■ TASK STATEMENT: Each entry should be set down again verbatim, with the images omitted.

[Records from a data source]
::::::::::

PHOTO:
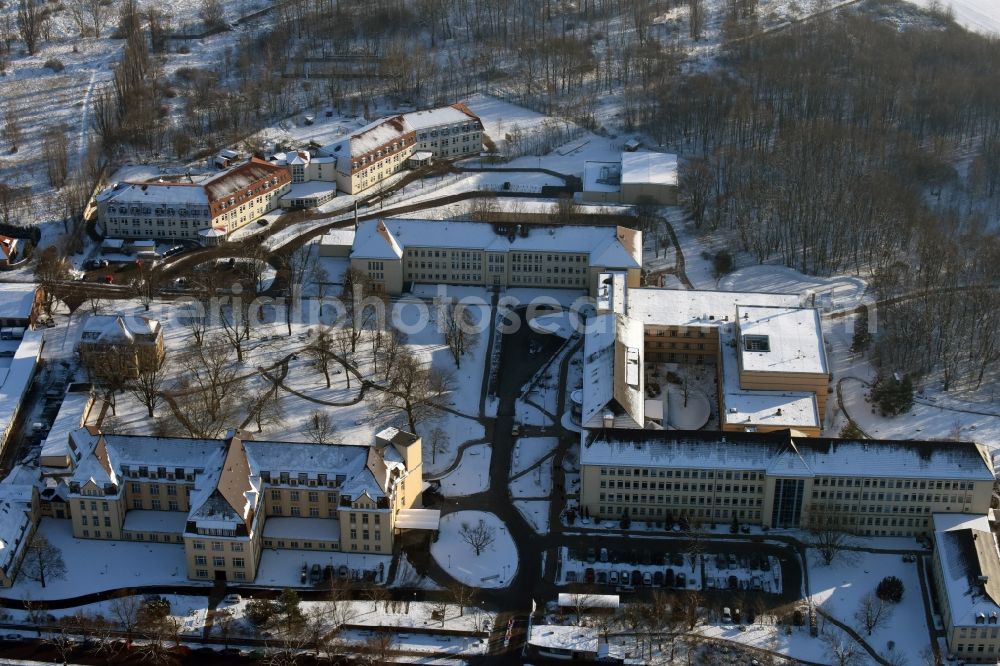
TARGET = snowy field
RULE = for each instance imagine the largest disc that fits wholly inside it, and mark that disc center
(94, 565)
(839, 588)
(981, 16)
(494, 567)
(472, 474)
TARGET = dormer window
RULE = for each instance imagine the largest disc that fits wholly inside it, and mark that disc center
(756, 343)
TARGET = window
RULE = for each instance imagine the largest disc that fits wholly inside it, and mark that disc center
(756, 343)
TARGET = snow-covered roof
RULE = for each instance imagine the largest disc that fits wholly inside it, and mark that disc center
(754, 408)
(967, 549)
(15, 378)
(645, 167)
(140, 520)
(15, 521)
(612, 346)
(568, 638)
(307, 529)
(780, 453)
(792, 337)
(72, 413)
(8, 247)
(18, 300)
(116, 328)
(615, 247)
(602, 176)
(418, 519)
(674, 307)
(445, 115)
(337, 238)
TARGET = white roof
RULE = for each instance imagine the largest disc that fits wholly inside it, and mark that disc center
(674, 307)
(71, 416)
(602, 176)
(140, 520)
(338, 238)
(779, 454)
(15, 379)
(958, 555)
(445, 115)
(752, 408)
(795, 338)
(607, 246)
(418, 519)
(577, 639)
(318, 529)
(17, 300)
(645, 167)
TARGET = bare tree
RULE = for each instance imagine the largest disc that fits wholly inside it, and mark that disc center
(320, 428)
(42, 560)
(828, 535)
(458, 325)
(437, 441)
(147, 385)
(872, 612)
(55, 149)
(321, 349)
(412, 389)
(12, 127)
(31, 17)
(479, 536)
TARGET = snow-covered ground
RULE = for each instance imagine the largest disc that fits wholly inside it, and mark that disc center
(843, 292)
(975, 15)
(494, 567)
(839, 588)
(472, 474)
(94, 565)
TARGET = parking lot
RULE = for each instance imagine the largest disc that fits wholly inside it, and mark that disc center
(740, 567)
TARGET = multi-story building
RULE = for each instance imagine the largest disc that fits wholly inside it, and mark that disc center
(226, 500)
(396, 252)
(966, 575)
(768, 353)
(871, 488)
(125, 345)
(193, 206)
(19, 514)
(380, 149)
(448, 131)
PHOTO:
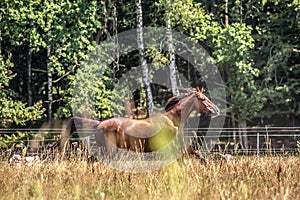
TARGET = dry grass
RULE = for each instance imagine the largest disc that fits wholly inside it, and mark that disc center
(244, 178)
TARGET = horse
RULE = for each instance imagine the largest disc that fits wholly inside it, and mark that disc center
(149, 134)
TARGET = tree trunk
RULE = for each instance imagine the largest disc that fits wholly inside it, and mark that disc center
(143, 63)
(226, 13)
(172, 68)
(29, 71)
(50, 81)
(243, 133)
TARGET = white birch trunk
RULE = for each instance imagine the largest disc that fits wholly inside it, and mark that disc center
(140, 41)
(50, 81)
(172, 67)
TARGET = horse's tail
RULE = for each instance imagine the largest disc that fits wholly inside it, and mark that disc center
(74, 124)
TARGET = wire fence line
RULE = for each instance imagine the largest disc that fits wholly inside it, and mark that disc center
(261, 139)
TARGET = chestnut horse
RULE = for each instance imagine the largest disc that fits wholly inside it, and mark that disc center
(145, 135)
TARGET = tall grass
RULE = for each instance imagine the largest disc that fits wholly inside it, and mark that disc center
(243, 178)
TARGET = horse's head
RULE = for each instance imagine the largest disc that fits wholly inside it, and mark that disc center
(204, 105)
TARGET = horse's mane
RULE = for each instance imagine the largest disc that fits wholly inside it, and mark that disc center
(174, 100)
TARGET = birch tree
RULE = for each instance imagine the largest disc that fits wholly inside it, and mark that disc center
(143, 62)
(172, 67)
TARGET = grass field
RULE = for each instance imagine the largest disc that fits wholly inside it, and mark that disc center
(243, 178)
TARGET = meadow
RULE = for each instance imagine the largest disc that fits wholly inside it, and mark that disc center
(250, 177)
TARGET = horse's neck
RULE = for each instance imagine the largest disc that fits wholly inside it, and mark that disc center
(181, 112)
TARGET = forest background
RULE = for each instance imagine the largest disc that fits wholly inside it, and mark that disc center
(254, 43)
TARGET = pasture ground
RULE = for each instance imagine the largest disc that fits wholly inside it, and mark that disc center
(250, 177)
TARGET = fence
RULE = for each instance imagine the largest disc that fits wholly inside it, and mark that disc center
(260, 139)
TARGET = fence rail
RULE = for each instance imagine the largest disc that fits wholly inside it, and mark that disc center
(260, 139)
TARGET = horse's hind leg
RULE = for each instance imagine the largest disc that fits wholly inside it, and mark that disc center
(106, 143)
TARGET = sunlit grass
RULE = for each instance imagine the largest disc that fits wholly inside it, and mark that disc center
(243, 178)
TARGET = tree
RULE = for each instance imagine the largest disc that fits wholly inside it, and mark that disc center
(143, 62)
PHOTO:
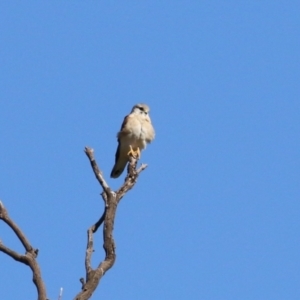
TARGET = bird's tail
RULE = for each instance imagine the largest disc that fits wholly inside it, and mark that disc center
(121, 161)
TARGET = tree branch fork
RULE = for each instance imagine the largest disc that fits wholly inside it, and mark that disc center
(111, 200)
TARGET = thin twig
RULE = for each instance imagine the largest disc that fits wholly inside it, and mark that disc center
(111, 199)
(30, 256)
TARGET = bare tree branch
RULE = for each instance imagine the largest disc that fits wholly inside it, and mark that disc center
(111, 200)
(30, 256)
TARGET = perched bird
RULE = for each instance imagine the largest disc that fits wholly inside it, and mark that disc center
(136, 132)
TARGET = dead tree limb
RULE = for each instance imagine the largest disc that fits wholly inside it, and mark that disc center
(111, 200)
(30, 256)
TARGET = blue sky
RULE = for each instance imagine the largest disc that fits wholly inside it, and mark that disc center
(216, 214)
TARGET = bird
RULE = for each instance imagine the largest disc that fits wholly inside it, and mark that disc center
(136, 132)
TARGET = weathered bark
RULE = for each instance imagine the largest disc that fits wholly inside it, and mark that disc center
(30, 256)
(93, 276)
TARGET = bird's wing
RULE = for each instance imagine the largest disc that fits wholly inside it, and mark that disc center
(150, 133)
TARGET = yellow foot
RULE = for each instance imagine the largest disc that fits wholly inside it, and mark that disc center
(135, 154)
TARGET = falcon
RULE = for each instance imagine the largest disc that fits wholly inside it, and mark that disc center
(136, 132)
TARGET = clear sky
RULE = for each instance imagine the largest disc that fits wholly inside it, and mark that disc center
(216, 214)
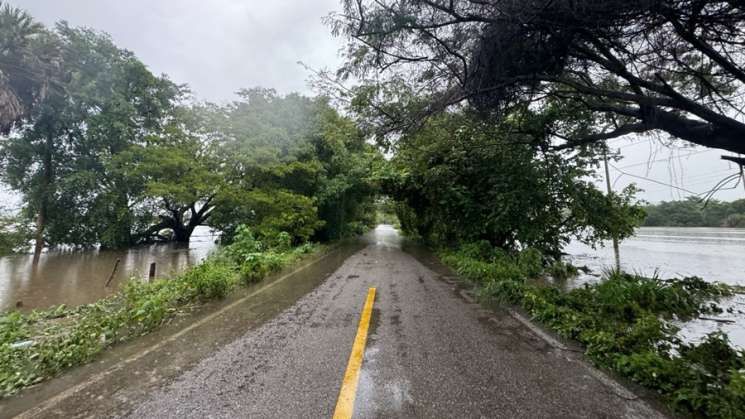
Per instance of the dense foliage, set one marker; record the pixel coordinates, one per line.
(693, 212)
(41, 344)
(624, 324)
(116, 156)
(293, 164)
(460, 179)
(14, 234)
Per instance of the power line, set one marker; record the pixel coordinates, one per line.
(649, 162)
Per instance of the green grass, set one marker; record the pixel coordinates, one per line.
(64, 337)
(624, 324)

::::::::::

■ RESULT FOR THIS TASK:
PHOTO:
TARGET = snowy field
RULE = for each instance imagine the largest disc that fits wholly inside it, and mark that disc center
(94, 565)
(839, 588)
(981, 16)
(494, 567)
(472, 474)
TARGET = dormer window
RULE = for each instance imagine the largest disc that fits wholly inside it, and mark that disc center
(756, 343)
TARGET = window
RULE = for each instance imagine the largest disc that fits wholly inside it, and mark that disc center
(756, 343)
TARGET = snow-covered roof
RULE = for each instance imagine the largest disc that fits wholly inside it, and mark that disc center
(754, 408)
(967, 549)
(15, 378)
(645, 167)
(140, 520)
(15, 521)
(612, 346)
(568, 638)
(307, 529)
(780, 453)
(792, 337)
(72, 413)
(8, 247)
(18, 300)
(116, 328)
(615, 247)
(602, 176)
(418, 519)
(674, 307)
(445, 115)
(337, 238)
TARGET = white roof
RULE = for each instance imagine the largest disc that fits wholly inside it, and mark that disc center
(674, 307)
(71, 416)
(602, 176)
(140, 520)
(338, 238)
(779, 454)
(15, 379)
(958, 555)
(445, 115)
(752, 408)
(795, 338)
(607, 246)
(418, 519)
(577, 639)
(318, 529)
(17, 300)
(645, 167)
TARGET = bare tree
RULE = for each instance imagine the largest disc that fits wholly inside it, and mark that disc center
(320, 428)
(42, 560)
(828, 535)
(458, 325)
(437, 441)
(147, 385)
(872, 612)
(55, 149)
(321, 349)
(412, 389)
(12, 127)
(31, 17)
(479, 536)
TARGET = snow-covered ground
RULE = for each instance imagine the largest disc that fits wholly inside it, and mark that disc center
(843, 292)
(975, 15)
(494, 567)
(839, 588)
(472, 474)
(94, 565)
TARGET = parking lot
RULE = for each instance imagine the largest disc that fits wholly inside it, and mark that disc center
(740, 567)
TARGET = multi-story building
RULE = for each instance imagine the largest disc that fits wholly inside it, and mark that disc center
(226, 500)
(396, 252)
(966, 575)
(768, 353)
(871, 488)
(125, 345)
(193, 206)
(19, 514)
(380, 149)
(448, 131)
PHOTO:
TARGET = dry grass
RULE = for each instance imagine the largest disc that fits wholly inside it, and mark that disc center
(244, 178)
TARGET = horse
RULE = for each instance imagine the largest disc that fits wholly inside it, and mark that disc center
(149, 134)
TARGET = tree trunk
RULE = for each instance imagine the largest disc that fits wholly inside it, and mark that disc center
(143, 63)
(226, 13)
(172, 68)
(29, 71)
(50, 81)
(243, 133)
TARGET = white birch trunk
RULE = for each instance imagine the largest disc that fits wholly inside it, and mark that disc center
(140, 41)
(50, 81)
(172, 67)
TARGET = horse's tail
RULE = for each instance imagine the largest disc that fits wholly inside it, and mark that disc center
(74, 124)
TARGET = wire fence line
RULE = for each instance imagine the largest disc that fits wholly inside it, and mark that disc center
(261, 139)
TARGET = chestnut horse
RULE = for each instance imagine the largest disc that fits wholly inside it, and mark that disc center
(145, 135)
TARGET = tall grass
RULE = for each instance imagine the largest disc that fits wholly inside it, and mark that disc center
(243, 178)
TARGET = horse's head
RULE = for each instance imagine the largest disc that fits wholly inside it, and mark that disc center
(204, 105)
TARGET = horse's mane
RULE = for each instance imagine the largest disc that fits wholly inside it, and mark that disc center
(174, 100)
TARGET = birch tree
RULE = for each instance imagine the largest disc that fits wholly inside it, and mark that disc center
(143, 62)
(172, 67)
TARGET = grass field
RULE = for each instance imagine the largest disc that fits wholly inside it, and mark that disc center
(243, 178)
TARGET = meadow
RULE = for each instance imagine the largest disc that fits wholly inside it, and mark that disc center
(250, 177)
TARGET = horse's neck
RULE = for each instance imagine the largest disc that fits wholly inside it, and mark that disc center
(181, 112)
TARGET = forest background
RULE = for each instance imagine the largest disc that fits wholly inside it, and mark that disc center
(254, 43)
TARGET = pasture ground
RULE = for each instance imagine the largest disc that fits wholly inside it, and mark that disc center
(250, 177)
TARGET = fence
RULE = for each instance imagine the largest disc that fits wholly inside it, and mark that disc center
(260, 139)
TARGET = fence rail
RULE = for each instance imagine the largest disc that fits wholly inside it, and mark that disc center
(260, 139)
TARGET = horse's hind leg
RULE = for each instance imagine the largest disc that fits wholly inside it, and mark that disc center
(106, 143)
TARGET = sunlit grass
RULE = for each instance imagine the largest disc that fits wholly inside it, and mark that disc center
(243, 178)
TARGET = tree
RULE = for each instance imagine the largest disc that fits wholly inside it, and mark that disc center
(143, 62)
PHOTO:
TARGET = bird's tail
RULE = for each instance imagine the largest disc that fits wholly inside it, and mark that disc center
(121, 161)
TARGET = tree branch fork
RULE = for each instance imagine the largest disc that fits wholly inside it, and mark that disc center
(111, 200)
TARGET = thin twig
RULE = for each instance imagine the largest disc that fits wholly inside it, and mark that disc center
(111, 199)
(30, 256)
TARGET = bare tree branch
RULE = for each instance imagine the largest disc that fits wholly inside it, and mark that disc center
(111, 200)
(30, 256)
TARGET = perched bird
RULE = for each instance imagine the largest disc that fits wholly inside it, and mark that disc center
(136, 132)
TARGET = dead tree limb
RULE = for each instance imagine the largest disc that fits wholly inside it, and mark that disc center
(111, 200)
(30, 256)
TARGET = blue sky
RULE = for each instance imagine the largest disc that fits wholly inside it, and mark that disc center
(216, 214)
TARGET = bird
RULE = for each instance imagine the largest disc that fits wholly inside it, and mark that disc center
(136, 132)
TARGET = weathered bark
RULE = for each instance imagine the largest disc that fits wholly inside it, and mark that disc center
(30, 256)
(93, 276)
TARGET = bird's wing
RULE = for each instance imagine the largest disc that fits wholly inside it, and mark that disc center
(150, 133)
TARGET = yellow foot
RULE = for each instance imagine the largest disc that fits wholly inside it, and mark that disc center
(135, 154)
TARGET = falcon
RULE = for each instance imagine the largest disc that fits wholly inside it, and mark that disc center
(136, 132)
TARGET = clear sky
RULE = for each instance imagine the largest disc that fits wholly inside it, and mark that disc center
(216, 214)
Per instance of the dense foliage, set one marker; record the pixel coordinates, one per line.
(693, 212)
(41, 344)
(624, 324)
(116, 156)
(293, 164)
(460, 179)
(14, 234)
Per instance of the power line, set one marker; record the pixel coordinates, one per line.
(649, 162)
Per instance of the green grass, set one marker; record the pixel coordinates, one per line.
(64, 337)
(624, 324)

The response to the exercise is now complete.